Given passage:

......

Alabama Crimson Tide defensive back Kool-Aid McKinstry
Alabama Crimson Tide defensive back Kool-Aid McKinstry (1) celebrates after a missed field goal by LSU at Bryant-Denny Stadium. Mandatory Credit: Gary Cosby Jr.-USA TODAY Sports

A number of cornerbacks will likely go in the first round of the 2024 NFL Draft. But who will be the first to come off the board? These 15 players are all candidates to be among the first cornerbacks taken.

Here are the top 15 cornerbacks available in the 2024 NFL Draft.



15. Andru Phillips, Kentucky

Rated on a 1-9 scale.

Big Board Rank: 95

Height: 5-foot-11

Weight: 190 pounds

Andru Phillips projects as a No. 3 cornerback who fits best in the slot. He really should only play on the outside if asked to play in shallow zones because he’ll get bullied by bigger targets. In the slot, he has the quickness, transition ability and closing speed to stay with today’s slot receivers.

Additionally, if asked to press, he should have an easier time doing so against the smaller targets. Playing in the slot will also allow him to help more in the run game, something he’s not afraid to do. Granted, he could become a better tackler. While he can man up slot receivers, he can make a difference in zones, using his high football intelligence and fluidity all over the field.

......

Written exercise: Please continue the article ranking the top cornerbacks in the 2024 NFL Draft, picking up right after its final sentence about Andru Phillips.

Data:
......

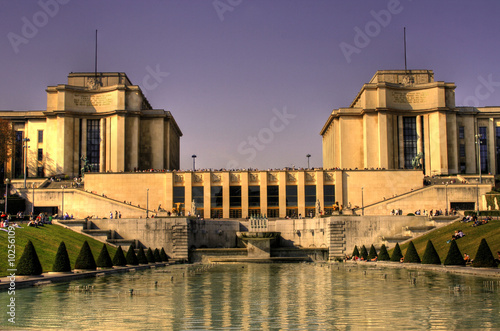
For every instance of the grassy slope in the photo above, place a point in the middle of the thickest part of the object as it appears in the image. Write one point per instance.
(46, 240)
(468, 244)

......

Answer to this exercise:
He has limited collegiate experience and may have a tough time early on, but he has high-end traits that should allow him to develop into a strong NFL player. He could carve out a role on special teams based on his willingness to be physical in the run game, but he may have a tough time given his size and inefficient tackling ability.

>>READ MORE: Phillips' Full Scouting Report

14. T.J. Tampa, Iowa State

Big Board Rank: 87

Height: 6-foot-1

Weight: 189 pounds

T.J. Tampa projects as a No. 3 outside-only corner in a press-man or zone scheme at the next level. He has the length to be a solid press corner if he consistently gets contact at the line and reroutes receivers. He also has the zone awareness to play as a Cover-2 or Cover-3 defender.

Tampa lacks the quickness and reactive ability to slide down into the slot, making him someone who will need to stay outside to succeed in coverage. He will best be used on third downs as an outside press corner. He needs to bulk up a little bit, but he has the size, speed and toughness to be an effective member of most special teams units.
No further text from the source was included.